##### Input records #####
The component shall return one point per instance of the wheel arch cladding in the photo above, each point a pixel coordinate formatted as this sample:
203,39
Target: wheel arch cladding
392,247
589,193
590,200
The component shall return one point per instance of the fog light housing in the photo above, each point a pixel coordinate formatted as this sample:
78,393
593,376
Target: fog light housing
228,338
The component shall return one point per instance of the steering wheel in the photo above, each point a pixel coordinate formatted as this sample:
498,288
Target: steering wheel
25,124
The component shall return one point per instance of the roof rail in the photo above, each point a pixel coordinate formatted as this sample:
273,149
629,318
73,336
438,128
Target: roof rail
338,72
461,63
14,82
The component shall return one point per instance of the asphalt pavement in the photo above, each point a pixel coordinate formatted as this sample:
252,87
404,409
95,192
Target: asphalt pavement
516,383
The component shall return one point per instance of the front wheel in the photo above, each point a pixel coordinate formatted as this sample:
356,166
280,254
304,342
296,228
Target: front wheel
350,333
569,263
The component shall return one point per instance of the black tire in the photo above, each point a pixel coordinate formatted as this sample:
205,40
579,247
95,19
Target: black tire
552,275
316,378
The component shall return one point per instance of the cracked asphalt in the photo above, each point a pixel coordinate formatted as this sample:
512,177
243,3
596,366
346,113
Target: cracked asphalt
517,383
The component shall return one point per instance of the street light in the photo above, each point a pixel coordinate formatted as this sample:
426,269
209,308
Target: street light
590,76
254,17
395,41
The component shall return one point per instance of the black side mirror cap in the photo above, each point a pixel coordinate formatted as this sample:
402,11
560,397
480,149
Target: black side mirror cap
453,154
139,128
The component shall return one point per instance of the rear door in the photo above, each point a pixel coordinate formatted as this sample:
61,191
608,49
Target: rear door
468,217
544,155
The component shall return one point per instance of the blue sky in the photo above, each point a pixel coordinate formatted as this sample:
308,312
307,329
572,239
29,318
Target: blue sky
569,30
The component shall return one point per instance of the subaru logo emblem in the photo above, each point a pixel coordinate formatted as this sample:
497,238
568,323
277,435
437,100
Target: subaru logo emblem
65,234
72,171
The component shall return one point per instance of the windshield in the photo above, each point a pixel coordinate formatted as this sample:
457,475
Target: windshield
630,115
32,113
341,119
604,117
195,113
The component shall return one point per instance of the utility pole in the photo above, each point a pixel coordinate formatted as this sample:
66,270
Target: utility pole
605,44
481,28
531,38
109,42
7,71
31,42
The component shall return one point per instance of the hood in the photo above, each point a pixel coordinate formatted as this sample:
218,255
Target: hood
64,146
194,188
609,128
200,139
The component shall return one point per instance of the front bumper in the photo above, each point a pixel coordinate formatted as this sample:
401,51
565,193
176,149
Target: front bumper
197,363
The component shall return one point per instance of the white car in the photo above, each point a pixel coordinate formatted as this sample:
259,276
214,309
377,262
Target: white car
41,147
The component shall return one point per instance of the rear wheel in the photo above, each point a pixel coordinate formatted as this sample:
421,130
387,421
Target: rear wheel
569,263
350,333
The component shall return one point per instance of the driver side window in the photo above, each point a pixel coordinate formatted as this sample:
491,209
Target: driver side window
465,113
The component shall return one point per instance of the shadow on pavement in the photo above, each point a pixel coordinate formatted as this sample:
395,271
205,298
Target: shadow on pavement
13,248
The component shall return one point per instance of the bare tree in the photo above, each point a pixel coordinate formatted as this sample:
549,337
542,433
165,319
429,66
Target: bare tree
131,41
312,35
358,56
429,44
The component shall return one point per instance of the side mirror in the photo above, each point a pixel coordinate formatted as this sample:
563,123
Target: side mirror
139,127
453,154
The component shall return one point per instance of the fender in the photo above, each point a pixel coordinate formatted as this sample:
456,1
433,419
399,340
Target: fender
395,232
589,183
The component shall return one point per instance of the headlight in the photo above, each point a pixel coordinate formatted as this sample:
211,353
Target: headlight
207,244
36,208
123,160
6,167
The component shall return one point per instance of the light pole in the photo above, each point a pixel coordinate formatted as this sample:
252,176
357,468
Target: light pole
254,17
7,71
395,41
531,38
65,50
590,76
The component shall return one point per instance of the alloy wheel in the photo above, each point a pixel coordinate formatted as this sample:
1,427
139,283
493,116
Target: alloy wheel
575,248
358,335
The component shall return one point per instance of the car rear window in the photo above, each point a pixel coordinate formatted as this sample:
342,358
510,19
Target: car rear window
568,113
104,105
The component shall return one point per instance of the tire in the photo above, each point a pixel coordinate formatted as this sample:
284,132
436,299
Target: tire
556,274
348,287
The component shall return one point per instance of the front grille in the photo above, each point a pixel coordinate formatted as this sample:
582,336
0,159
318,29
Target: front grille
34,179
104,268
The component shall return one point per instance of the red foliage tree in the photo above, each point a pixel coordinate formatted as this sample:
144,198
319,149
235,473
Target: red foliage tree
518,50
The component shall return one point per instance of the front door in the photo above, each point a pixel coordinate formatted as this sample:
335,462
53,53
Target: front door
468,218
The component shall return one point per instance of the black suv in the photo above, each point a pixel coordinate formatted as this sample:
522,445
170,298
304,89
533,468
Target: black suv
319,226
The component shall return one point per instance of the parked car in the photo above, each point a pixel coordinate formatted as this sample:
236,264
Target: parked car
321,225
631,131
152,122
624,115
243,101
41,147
#####
What this task involves: Please copy every line of the data, from the line containing "the front grille" through the last line, both included, and nothing outside that range. Shift each number in the answer coordinates up by 88, leaving all other lines unchanged.

Result of the task:
The component shall return one point per instance of the front grille in the photo above, each point a pixel coordinate formatted as this sample:
582,336
0,159
318,29
Target: front grille
122,267
192,356
The component shall return one point per instance of the red foliage tree in the photo above, each point a pixel coordinate formatted as this sample:
144,198
319,149
235,473
Target: red foliage tree
606,138
The component shall return one point per instance of the front door in the photo above, each point a pixel coordinate formatted as this sample:
335,462
53,53
Target: front door
556,306
The component shall return one point per instance of the black suv in the photo above, each point a pixel coordinate formatted as this sample:
522,445
170,298
304,89
533,468
Target: black suv
407,314
The component shall return one point per instance of the parked car in the photo above, each point a pixel coordinate formatted as this sample:
236,264
Target: parked car
409,313
719,219
240,210
712,203
331,189
129,235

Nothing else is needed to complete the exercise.